_Page excerpt_.
====
Read for This Week’s Study: 2 Pet. 1:19-21; 2 Tim. 3:16, 17; Deut. 18:18; Exod. 17:14; John 1:14; Heb. 11:3, 6.
Memory Text: “For this reason we also thank God without ceasing, because when you received the word of God which you heard from us, you welcomed it not as the word of men, but as it is in truth, the word of God, which also effectively works in you who believe” (1 Thessalonians 2:13, NKJV).
The way we see and understand the origin and nature of Scripture greatly impacts the role that the Bible plays in our lives and in the church at large. How we interpret the Bible is significantly shaped and influenced by our understanding of the process of revelation and inspiration. When we want to understand Scripture correctly, we first of all need to allow the Bible to determine the basic parameters of how it should be treated. We cannot study mathematics with the empirical methods employed in biology or sociology. We cannot study physics with the same tools used to study history. In a similar manner, the spiritual truths of the Bible will not be known and understood correctly by atheistic methods that approach the Bible as if God did not exist. Instead, our interpretation of Scripture needs to take seriously the divine-human dimension of God’s Word. Hence what is needed for a proper interpretation of Scripture is that we approach the Bible in faith rather than with methodological skepticism or doubt.
This week we will look at some foundational aspects of the origin and nature of the Bible that should impact our interpretation and understanding of it.
====
_Recorded information_.
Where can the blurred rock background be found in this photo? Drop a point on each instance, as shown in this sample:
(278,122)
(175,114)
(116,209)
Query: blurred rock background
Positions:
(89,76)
====
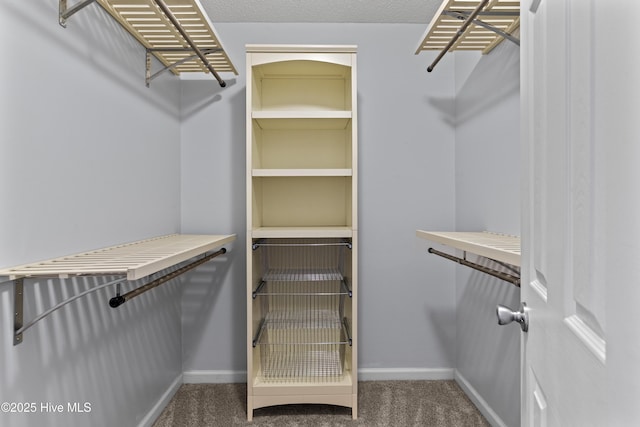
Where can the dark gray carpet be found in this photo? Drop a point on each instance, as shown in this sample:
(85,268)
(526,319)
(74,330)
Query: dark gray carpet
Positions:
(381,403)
====
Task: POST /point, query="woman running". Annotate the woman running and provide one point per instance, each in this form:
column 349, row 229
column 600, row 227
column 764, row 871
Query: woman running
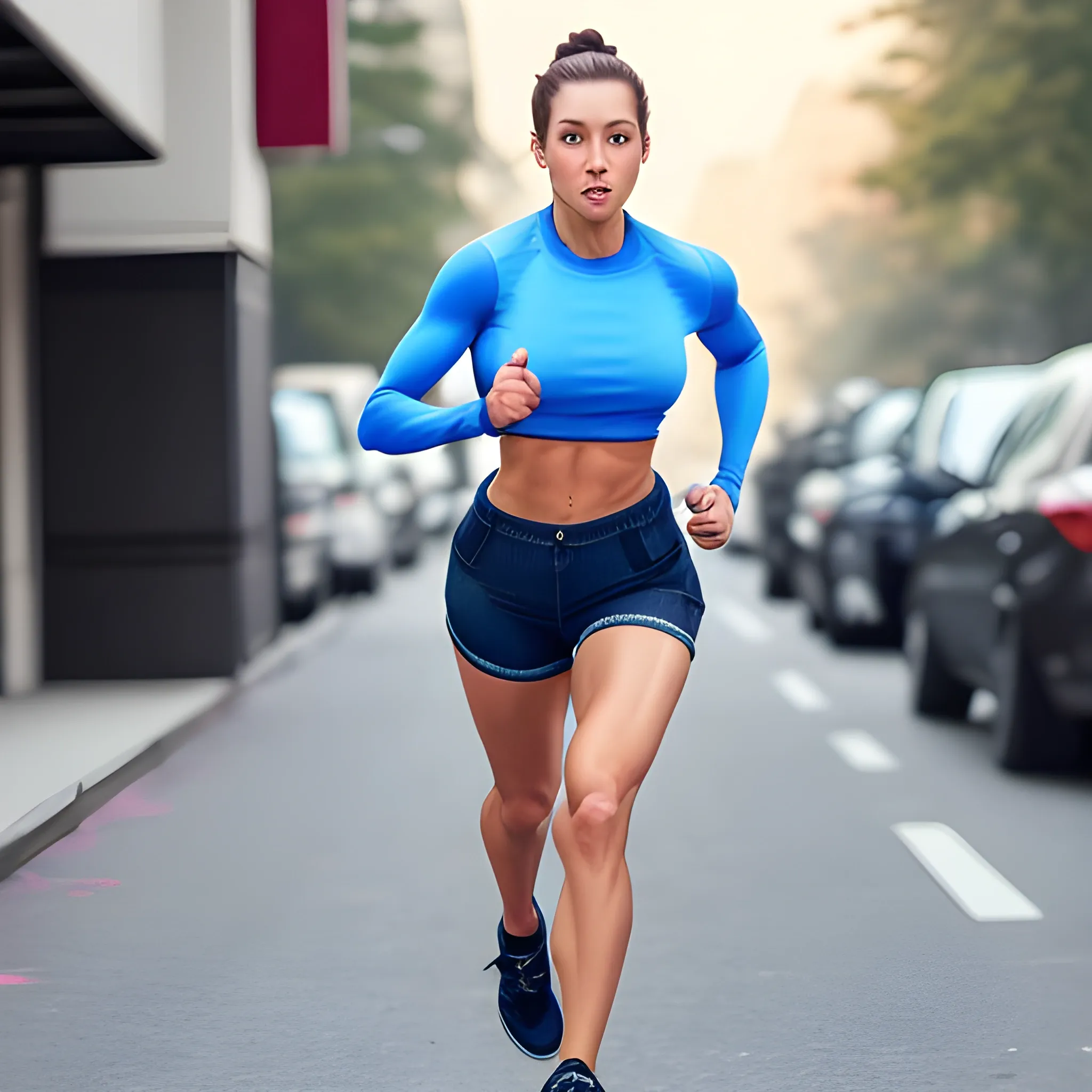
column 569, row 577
====
Decide whether each statement agrees with the Bible study introduction, answering yes or no and quoting the words from it that settle the matter. 1. The introduction holds that mathematics cannot be studied with the empirical methods used in biology or sociology. 2. It recommends approaching the Bible with methodological skepticism. 3. Its memory text comes from 2 Timothy 3:16, 17.

1. Yes: "We cannot study mathematics with the empirical methods employed in biology or sociology."
2. No: "what is needed for a proper interpretation of Scripture is that we approach the Bible in faith rather than with methodological skepticism or doubt."
3. No: "(1 Thessalonians 2:13, NKJV)"